* **Given task A**:
Could you extract the book review word for word, reproducing the whole text?
* **Given task B**:
How many lines of the records contain the string "roof"? Reply with the number alone.

Sylvia Townsend Warner – “Lolly Willowes”

(16 June 2012 from BunnyB, picked up at Verity’s Virago Tea on our Virago Group weekend)

Apparently I fought with Ali over this – and now I appear to have written my name in the inside front cover – oops! But of course will be lending it to Ali still. This is an odd but ultimately wonderful novel about a “spare” woman in the early years of the 20th century, who ends up having to be taken in by her brother, but longs to escape and be her own woman – whatever form that may take. A beautifully drawn extended family and good musings on aunthood, and a lovely kitten (who comes to no harm – I always want to know that information about a book), and a rather glorious speech towards the end about the plight of the spare (or indeed “excellent”) woman. I don’t want to give the plot away, but it’s a very well done fairy tale in effect, with its roots very firmly in the real world, and therefore believable. Powerful and uplifting as well as being strange!

* **Material**:
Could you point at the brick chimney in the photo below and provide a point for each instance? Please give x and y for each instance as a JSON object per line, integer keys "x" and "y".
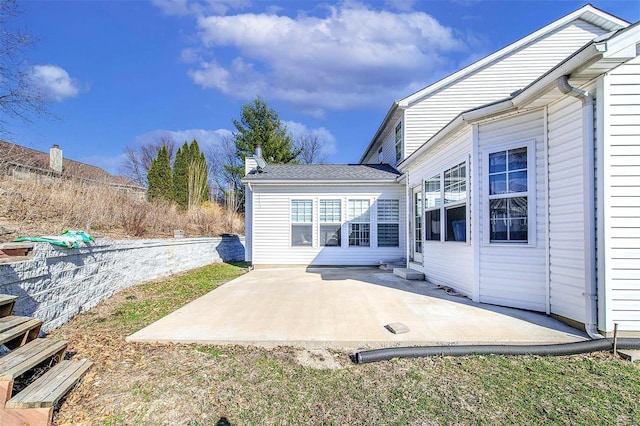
{"x": 55, "y": 159}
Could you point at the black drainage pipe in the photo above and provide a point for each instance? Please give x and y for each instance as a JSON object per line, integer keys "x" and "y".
{"x": 587, "y": 346}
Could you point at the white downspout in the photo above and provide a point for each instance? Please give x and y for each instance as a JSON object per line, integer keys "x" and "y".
{"x": 591, "y": 289}
{"x": 546, "y": 214}
{"x": 408, "y": 207}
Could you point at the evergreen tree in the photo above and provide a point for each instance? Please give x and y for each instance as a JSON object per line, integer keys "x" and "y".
{"x": 159, "y": 177}
{"x": 260, "y": 124}
{"x": 198, "y": 176}
{"x": 181, "y": 176}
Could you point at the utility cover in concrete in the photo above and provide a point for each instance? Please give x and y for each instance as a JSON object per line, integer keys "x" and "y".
{"x": 397, "y": 328}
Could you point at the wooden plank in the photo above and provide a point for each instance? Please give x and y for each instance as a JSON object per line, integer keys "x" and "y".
{"x": 51, "y": 386}
{"x": 28, "y": 356}
{"x": 7, "y": 302}
{"x": 18, "y": 245}
{"x": 17, "y": 331}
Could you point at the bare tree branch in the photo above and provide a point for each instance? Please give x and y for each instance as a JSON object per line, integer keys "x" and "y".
{"x": 19, "y": 96}
{"x": 138, "y": 158}
{"x": 311, "y": 149}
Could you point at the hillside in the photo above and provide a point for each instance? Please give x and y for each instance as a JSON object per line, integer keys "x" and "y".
{"x": 32, "y": 208}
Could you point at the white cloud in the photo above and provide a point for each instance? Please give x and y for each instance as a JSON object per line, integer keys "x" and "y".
{"x": 352, "y": 56}
{"x": 55, "y": 82}
{"x": 187, "y": 7}
{"x": 205, "y": 138}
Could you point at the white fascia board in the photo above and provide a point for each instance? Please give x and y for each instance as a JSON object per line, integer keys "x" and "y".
{"x": 623, "y": 45}
{"x": 321, "y": 183}
{"x": 452, "y": 126}
{"x": 390, "y": 114}
{"x": 582, "y": 13}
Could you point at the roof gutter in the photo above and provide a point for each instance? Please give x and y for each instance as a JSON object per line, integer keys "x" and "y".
{"x": 320, "y": 182}
{"x": 390, "y": 113}
{"x": 608, "y": 46}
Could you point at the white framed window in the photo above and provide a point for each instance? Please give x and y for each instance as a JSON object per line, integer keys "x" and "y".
{"x": 399, "y": 142}
{"x": 388, "y": 223}
{"x": 455, "y": 203}
{"x": 359, "y": 223}
{"x": 432, "y": 204}
{"x": 446, "y": 205}
{"x": 510, "y": 194}
{"x": 330, "y": 223}
{"x": 301, "y": 223}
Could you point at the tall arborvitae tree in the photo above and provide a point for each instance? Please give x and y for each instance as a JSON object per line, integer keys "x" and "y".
{"x": 181, "y": 176}
{"x": 159, "y": 177}
{"x": 197, "y": 176}
{"x": 261, "y": 125}
{"x": 190, "y": 176}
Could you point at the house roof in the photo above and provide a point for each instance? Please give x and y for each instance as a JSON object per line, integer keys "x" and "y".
{"x": 587, "y": 13}
{"x": 23, "y": 156}
{"x": 597, "y": 57}
{"x": 330, "y": 173}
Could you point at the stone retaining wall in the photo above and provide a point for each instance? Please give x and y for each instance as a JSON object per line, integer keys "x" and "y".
{"x": 58, "y": 283}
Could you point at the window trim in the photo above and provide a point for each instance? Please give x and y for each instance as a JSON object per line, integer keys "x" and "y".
{"x": 292, "y": 223}
{"x": 443, "y": 206}
{"x": 338, "y": 222}
{"x": 379, "y": 221}
{"x": 531, "y": 194}
{"x": 351, "y": 221}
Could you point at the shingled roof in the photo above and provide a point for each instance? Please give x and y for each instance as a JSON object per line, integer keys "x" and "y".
{"x": 23, "y": 156}
{"x": 323, "y": 172}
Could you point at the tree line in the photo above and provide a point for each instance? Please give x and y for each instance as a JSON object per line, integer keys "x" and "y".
{"x": 188, "y": 177}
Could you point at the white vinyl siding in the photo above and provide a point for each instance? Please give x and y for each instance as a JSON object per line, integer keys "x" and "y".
{"x": 566, "y": 204}
{"x": 622, "y": 197}
{"x": 446, "y": 263}
{"x": 271, "y": 213}
{"x": 513, "y": 274}
{"x": 493, "y": 82}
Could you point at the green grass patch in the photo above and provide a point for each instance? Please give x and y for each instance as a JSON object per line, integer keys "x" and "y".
{"x": 150, "y": 301}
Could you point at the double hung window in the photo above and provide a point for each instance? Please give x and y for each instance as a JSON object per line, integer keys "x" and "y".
{"x": 445, "y": 200}
{"x": 388, "y": 223}
{"x": 359, "y": 223}
{"x": 301, "y": 222}
{"x": 330, "y": 222}
{"x": 509, "y": 195}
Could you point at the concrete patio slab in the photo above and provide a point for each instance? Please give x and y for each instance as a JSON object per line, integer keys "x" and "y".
{"x": 346, "y": 308}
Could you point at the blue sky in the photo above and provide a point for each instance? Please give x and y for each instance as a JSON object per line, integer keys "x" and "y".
{"x": 120, "y": 73}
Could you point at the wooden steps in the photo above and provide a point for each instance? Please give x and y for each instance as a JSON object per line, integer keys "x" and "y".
{"x": 17, "y": 331}
{"x": 34, "y": 404}
{"x": 6, "y": 304}
{"x": 47, "y": 390}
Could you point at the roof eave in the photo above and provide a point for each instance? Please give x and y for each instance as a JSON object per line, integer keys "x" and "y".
{"x": 390, "y": 113}
{"x": 583, "y": 13}
{"x": 282, "y": 182}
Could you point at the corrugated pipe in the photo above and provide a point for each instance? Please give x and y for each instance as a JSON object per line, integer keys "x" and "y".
{"x": 587, "y": 346}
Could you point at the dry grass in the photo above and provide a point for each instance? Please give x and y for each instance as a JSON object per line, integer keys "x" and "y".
{"x": 32, "y": 208}
{"x": 143, "y": 384}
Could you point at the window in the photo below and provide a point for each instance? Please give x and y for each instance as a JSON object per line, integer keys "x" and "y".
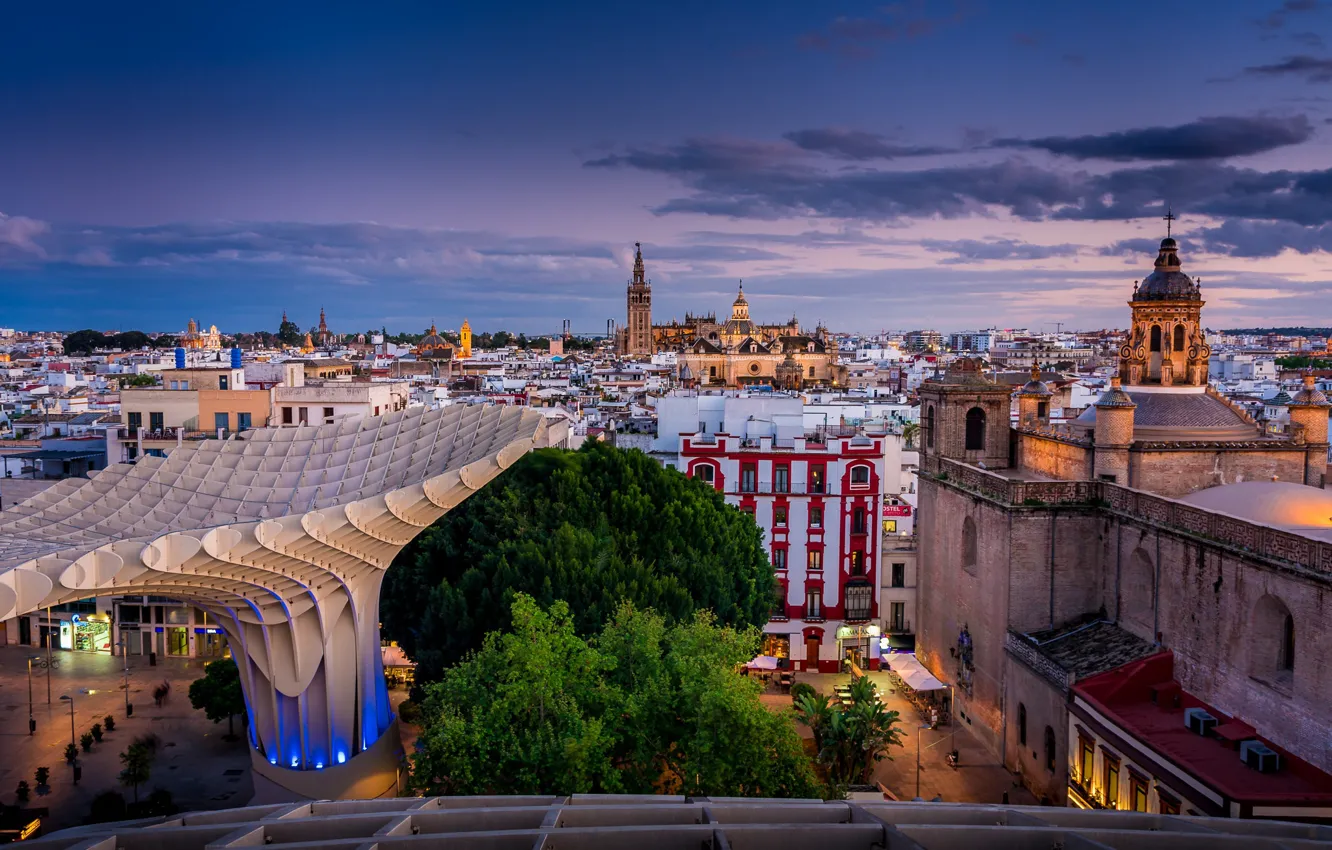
{"x": 969, "y": 545}
{"x": 1111, "y": 781}
{"x": 1087, "y": 762}
{"x": 898, "y": 617}
{"x": 814, "y": 605}
{"x": 817, "y": 478}
{"x": 975, "y": 429}
{"x": 859, "y": 600}
{"x": 1138, "y": 792}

* **Result A**:
Sylvia Townsend Warner – “Lolly Willowes”

(16 June 2012 from BunnyB, picked up at Verity’s Virago Tea on our Virago Group weekend)

Apparently I fought with Ali over this – and now I appear to have written my name in the inside front cover – oops! But of course will be lending it to Ali still. This is an odd but ultimately wonderful novel about a “spare” woman in the early years of the 20th century, who ends up having to be taken in by her brother, but longs to escape and be her own woman – whatever form that may take. A beautifully drawn extended family and good musings on aunthood, and a lovely kitten (who comes to no harm – I always want to know that information about a book), and a rather glorious speech towards the end about the plight of the spare (or indeed “excellent”) woman. I don’t want to give the plot away, but it’s a very well done fairy tale in effect, with its roots very firmly in the real world, and therefore believable. Powerful and uplifting as well as being strange!

* **Result B**:
4